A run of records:

********

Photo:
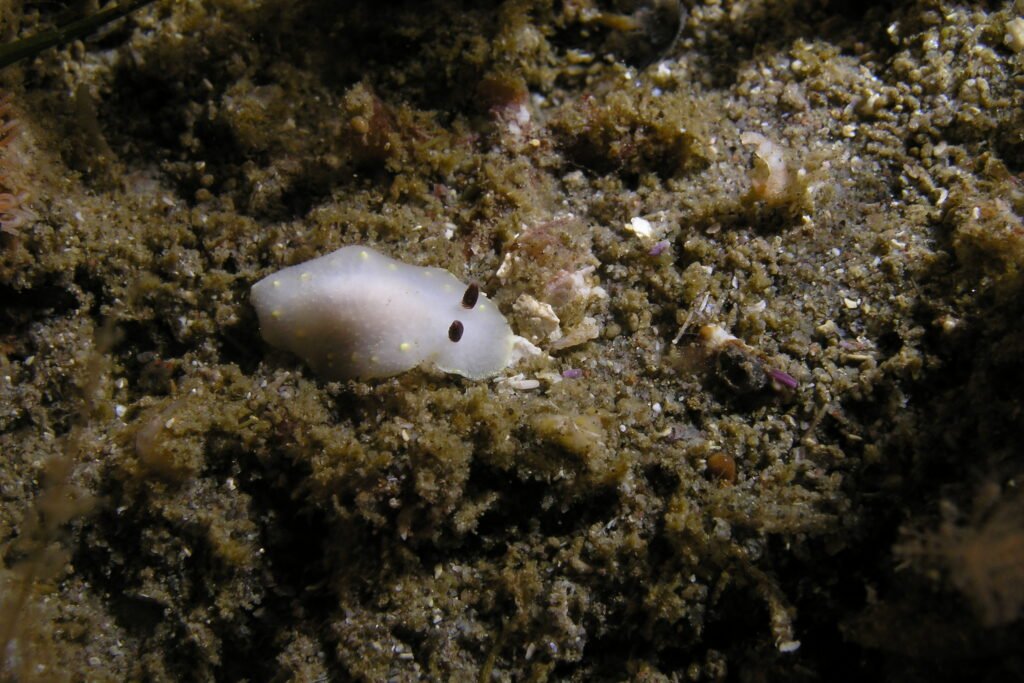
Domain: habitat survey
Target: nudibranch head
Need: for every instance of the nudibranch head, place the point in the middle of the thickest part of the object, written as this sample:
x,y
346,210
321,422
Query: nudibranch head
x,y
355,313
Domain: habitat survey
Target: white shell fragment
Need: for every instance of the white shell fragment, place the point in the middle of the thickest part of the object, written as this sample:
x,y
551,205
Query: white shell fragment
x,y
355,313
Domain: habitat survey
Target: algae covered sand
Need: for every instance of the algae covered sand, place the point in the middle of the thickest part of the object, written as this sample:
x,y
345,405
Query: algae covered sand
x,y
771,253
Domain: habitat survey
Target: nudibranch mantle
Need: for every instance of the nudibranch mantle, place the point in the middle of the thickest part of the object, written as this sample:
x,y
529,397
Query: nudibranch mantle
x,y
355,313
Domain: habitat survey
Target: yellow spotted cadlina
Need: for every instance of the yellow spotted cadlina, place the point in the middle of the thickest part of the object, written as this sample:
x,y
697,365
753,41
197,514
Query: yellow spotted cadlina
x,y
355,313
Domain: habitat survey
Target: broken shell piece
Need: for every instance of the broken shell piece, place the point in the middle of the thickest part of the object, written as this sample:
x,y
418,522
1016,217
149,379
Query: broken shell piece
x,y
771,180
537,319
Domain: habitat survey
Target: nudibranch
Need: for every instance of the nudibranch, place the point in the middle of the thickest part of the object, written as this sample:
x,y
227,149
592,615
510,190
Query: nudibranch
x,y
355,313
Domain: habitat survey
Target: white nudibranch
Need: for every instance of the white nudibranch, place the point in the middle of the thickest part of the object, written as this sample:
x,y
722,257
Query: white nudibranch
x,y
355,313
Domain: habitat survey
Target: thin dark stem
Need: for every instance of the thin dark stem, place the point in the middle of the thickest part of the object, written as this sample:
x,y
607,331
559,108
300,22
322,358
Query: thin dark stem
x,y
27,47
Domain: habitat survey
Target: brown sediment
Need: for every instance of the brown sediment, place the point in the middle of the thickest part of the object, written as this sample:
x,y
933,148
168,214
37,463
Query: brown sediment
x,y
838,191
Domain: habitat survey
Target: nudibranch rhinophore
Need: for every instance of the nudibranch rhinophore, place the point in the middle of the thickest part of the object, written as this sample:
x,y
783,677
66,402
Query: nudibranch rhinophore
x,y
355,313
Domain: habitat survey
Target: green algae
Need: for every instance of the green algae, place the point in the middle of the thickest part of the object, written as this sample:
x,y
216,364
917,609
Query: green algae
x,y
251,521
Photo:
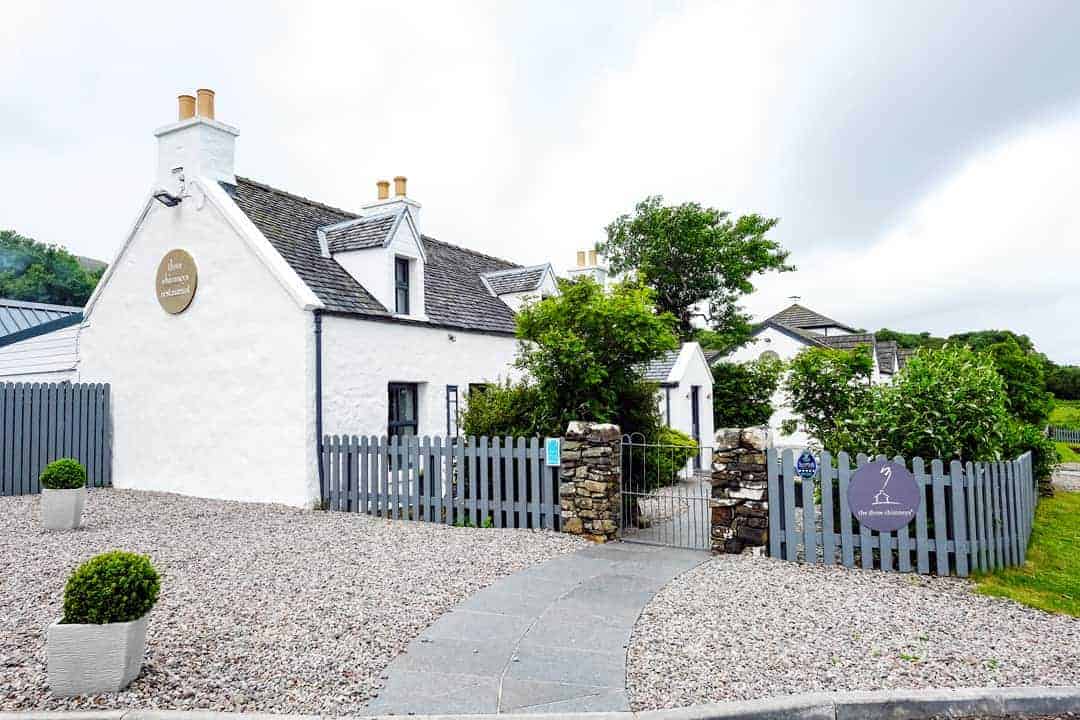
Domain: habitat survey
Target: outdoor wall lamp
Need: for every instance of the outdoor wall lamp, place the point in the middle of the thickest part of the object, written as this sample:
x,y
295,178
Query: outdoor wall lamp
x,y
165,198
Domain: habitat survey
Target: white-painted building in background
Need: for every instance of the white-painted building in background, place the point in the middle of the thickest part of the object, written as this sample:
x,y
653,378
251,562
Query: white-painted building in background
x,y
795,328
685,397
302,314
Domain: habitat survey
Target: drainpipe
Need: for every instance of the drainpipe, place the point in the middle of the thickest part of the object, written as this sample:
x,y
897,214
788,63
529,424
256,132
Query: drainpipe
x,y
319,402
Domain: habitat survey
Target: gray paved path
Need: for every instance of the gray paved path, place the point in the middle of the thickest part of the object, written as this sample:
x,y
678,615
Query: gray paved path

********

WHAT THIS TASK INVOLVES:
Retype each entry precisely. Skip images entirely.

SOLUTION BELOW:
Photo:
Domain: habitat survey
Target: nudibranch head
Need: for every instance of the nudibranch head, place the point in the middle of the thickest part of the object, written as this sample:
x,y
346,210
321,422
Query: nudibranch head
x,y
355,313
Domain: habitat survey
Target: white shell fragment
Need: for every instance of the white shell fragment, place the point in the middle of the thickest part of the object, written as this sample:
x,y
551,205
Query: white shell fragment
x,y
355,313
Domain: habitat survey
Target: algae covered sand
Need: for every instance of the algae covered sand, place the point in the middle of the thickest part of the object, written as this sample:
x,y
345,405
Query: algae covered sand
x,y
771,253
Domain: habitat survey
Target: nudibranch mantle
Need: for every instance of the nudibranch mantle, place the point in the middle of the thickest part of the object, written as this sample:
x,y
529,397
Query: nudibranch mantle
x,y
355,313
Domain: habitat survey
Target: yellow spotted cadlina
Need: for every instance of the yellow spotted cadlina, place the point in the middle of the thickest part of the object, written as this sample:
x,y
697,365
753,41
197,514
Query: yellow spotted cadlina
x,y
355,313
Domain: habitat survey
Target: broken shell piece
Need: for every instance of the broken shell piece, place the point in the middle of the thickest part of the object, written as this sample:
x,y
418,522
1016,217
149,379
Query: broken shell piece
x,y
771,180
537,319
Domain: habitat survey
Target: nudibranch
Need: for every instance of the nudibranch, place the point in the middle of the thickest part of the object, written as this sample:
x,y
227,149
592,615
510,190
Query: nudibranch
x,y
355,313
Domain: habitat survey
Target: white nudibranch
Need: for every instance of the white nudibranch, place the point in the middle of the thickest part of the object, written as this sample:
x,y
722,257
Query: white nudibranch
x,y
355,313
Domain: habitat survey
Target: thin dark stem
Need: for every instance of the thin dark stem, place the point in the middle of the thickest part of the object, written as this sample:
x,y
607,331
559,108
300,22
322,358
Query: thin dark stem
x,y
27,47
Domain: habitat survey
Target: brown sediment
Need: for every instance of the brown sediment, place the point in the middle of the thickest part of the object, written as this sample:
x,y
933,148
168,214
37,463
Query: brown sediment
x,y
838,191
Domain: habitat survey
Target: nudibranch rhinophore
Need: for every instance of the nudibranch rhinophore, place the point in the middle of the thickest part of the object, written as this sample:
x,y
783,677
66,402
Query: nudibranch rhinophore
x,y
355,313
Domain: habitat survey
Target: green algae
Need: for every instance of the green algae, place the point in the middle of the thickest part of the object, written as this sample:
x,y
216,364
917,609
Query: green algae
x,y
251,521
Photo:
Domain: habitat survey
Target: outdoor wall lamp
Need: for every instance of the outdoor wall lamp, place the point in the middle of the thickest part of the object, written as this sample:
x,y
295,178
Query: outdoor wall lamp
x,y
165,198
Domain: habitat survey
Target: white-painted building in background
Need: for every instance of the white-painted building in background, place the point in the middle of the thickest part of the object, written as this sample:
x,y
653,378
251,562
Query: white-painted building in background
x,y
795,328
685,397
302,314
Domain: habitat survey
Target: drainpipe
Need: for every instance of the drainpipe, place the point in the middle of the thickest part of the object, written as this sample:
x,y
897,214
788,63
529,424
256,132
Query: drainpipe
x,y
319,402
Domain: habitat survey
Target: gray paved path
Need: for every instance of the gray paved path, place the point in the middle of the thickest part of the object, written as this sample:
x,y
678,615
Query: gray paved path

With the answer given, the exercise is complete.